• Directive
Carry on the account of cycling in Barbados, picking up right after its last sentence.

• Supplied passage
######
Biking in Barbados

Warm trade winds.  Turquoise waters. Quiet roads. Spectacular views. Hard hills. Friendly, welcoming people. Biking in Barbados is all of these, and more.

It was hard to get much information before we set off, and my big worry was the roads. What were they like?  Could I use a road bike? There is a Barbados Cycling Union but whilst they appear to be pretty active I didn’t find the type of info’ I was looking for. One Trip Advisor posting asking for Barbados cycling advice was dated 2011(!) and hadn’t been answered so I drew a blank there. Sam, an Italian rider working in my local coffee shop, Rubens, had just come back from Barbados, ah great news, and his advice was to leave my bike at home, ah not so great news. “There are-a pot-o holes-a as-a big-a as-a your-a car-a” he said (please excuse my attempts at replicating an Italian accent). I was worried.  I found some YouTube videos, admittedly filmed from car interiors, and the roads looked okay. I was slightly less worried. Wolfgang the owner of the apartment we had booked was the man on the spot and a cyclist, windsurfer, kite boarder. “Bring your bike, use 25 mm tyres, you’ll have no problems,” and he was right, no worries, we were on our way.

I’ll start at the end of my trip by saying that cycling in Barbados is a fanastic experience. Being on a bike really puts you in touch with the island and its culture. Everyone is so friendly and the claim that Barbados is the friendliest country in the world is well deserved.

Grinding up a hill so slowly that my Garmin was flashing Auto Pause, a guy walking downhill and into a side turning looked back at me, laughed and called out “strong legs”. Barbados is a place where you see a lot of people smiling and laughing. Flying downwind on the flat a very elderly, very skinny lady wearing a red wide brimmed hat, looked up and impulsively gave me a huge wave. Riding past the many small countryside bus stops and through the villages, just about everyone would smile and wave, shout out words of encouragement, or give you a simple “yeah mon” in reply to your “hiya”.

They drive on the left in Barbados and the drivers seem to have endless patience and drive extremely carefully and courteously, giving you a wide berth and often letting you out at junctions. My rides often meant crossing the busier main highway that runs South from the airport to the North of Barbados. I was waiting for a big truck to pass. He slowed up to a stop, flashed his lights and waved me across. I waved my thanks as he bipped his horn and I was on my way. This sort of simple gesture is not uncommon. You’ll often get a simple, single toot to warn you that a car is behind you, and often whilst pushing uphill a lorry, or a tour bus would beep or flash their lights in encouragement. This didn’t happen occasionally, it happened all the time. Stop to look at the map and someone will ask if they can help you find your way. I have rarely felt safer on my bike.
######
• Supplied material

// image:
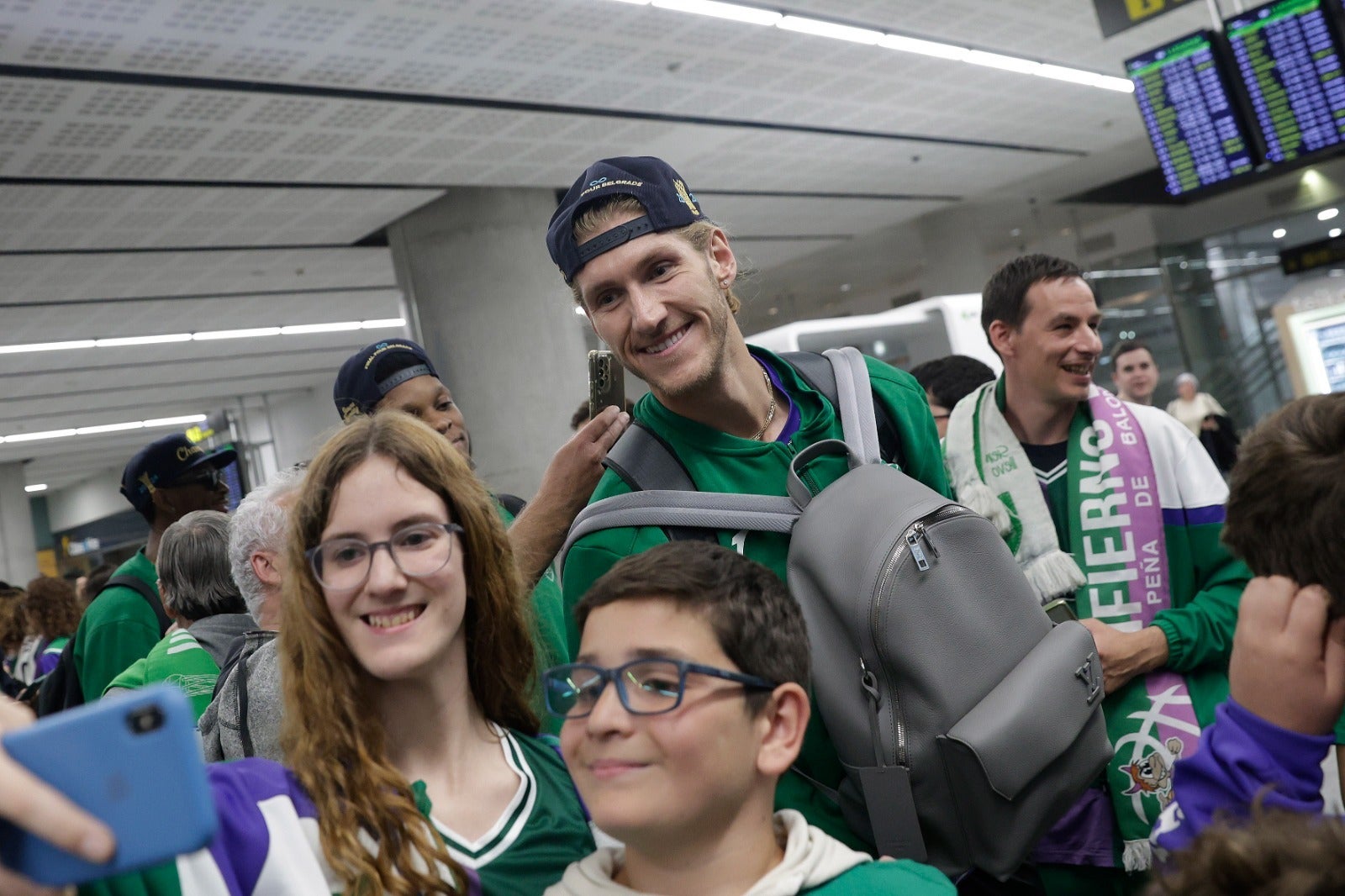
######
• Task output
Barbados, the most westerly of all the Caribbean islands is a pear-shaped island approximately 21 miles long by about 15 wide with steady trade winds blow from the North East Atlantic. The glitzier, hotter west coast sits in the lee of the wind, but where we stayed, right on the less commercial, more rural southernmost tip, is where you get the maximum cooling benefit from the trades. Average temperatures are around 28 degrees. It’s a great climate. It’s tropical and it does rain, but it can do so in one spot and not another. 5 minutes later though it’s all dried up. But beware, the roads do get slippery when wet; I had an interesting sideways moment on a negative-camber right-hander.

A coast road runs right up the west side, and then running South to North inland and almost parallel is the main Highway connecting all the larger towns. You won’t want to ride on that but the other main roads that run North East across the island are all good road-bike-riding routes with a whole network of minor inter-connecting roads in between.

At some point you will always ride into wind and the trades can blow up to 20 mph, so it will be a slog, but the pay-back is the fantastic big-grin downwind flyers. The blast flying up the rise passing Pollards Mill, dated 1712, through open countryside with the wind pushing me hard on my back, was one of the memorable moments of my trip.  Flying down and down Gun Hill towards  Bridgetown on perfectly smooth surfaces, was another momentous moment. The guys in the van chasing me gave me a congratulatory beep-beep da beep-beep as I eventually took a left hander towards home. (I had overtaken them earlier and it was a great, good natured chase).

The roads are generally good, and there are some pot holes, but I’ve seen worse in the Surrey Hills. Some of the surfaces are perfection. Some have what can be best described as elephant knee creases, which don’t pose any problems and some of the back roads suddenly deteriorate into handle bar bouncing roughness. I called these my Paris Roubaix moments. Punctures? Zero.

If you’re a glutton for punishment, the aptly named Mount Pleasant is for you. That arm shaking 44.7% gradient (according to Strava) ground me to an embarrassing halt. Luckily there was no one around to see my humiliation, and I nearly succumbed to the walk of shame before criss-crossing the road to finish the thankfully short climb. There are plenty of challenging rides to be had, and during my 2-week stay I covered 320 miles and climbed 19,000 feet in 8 rides, all followed with the reward of a dip in the beautifully warm turquoise surf to cool me off later.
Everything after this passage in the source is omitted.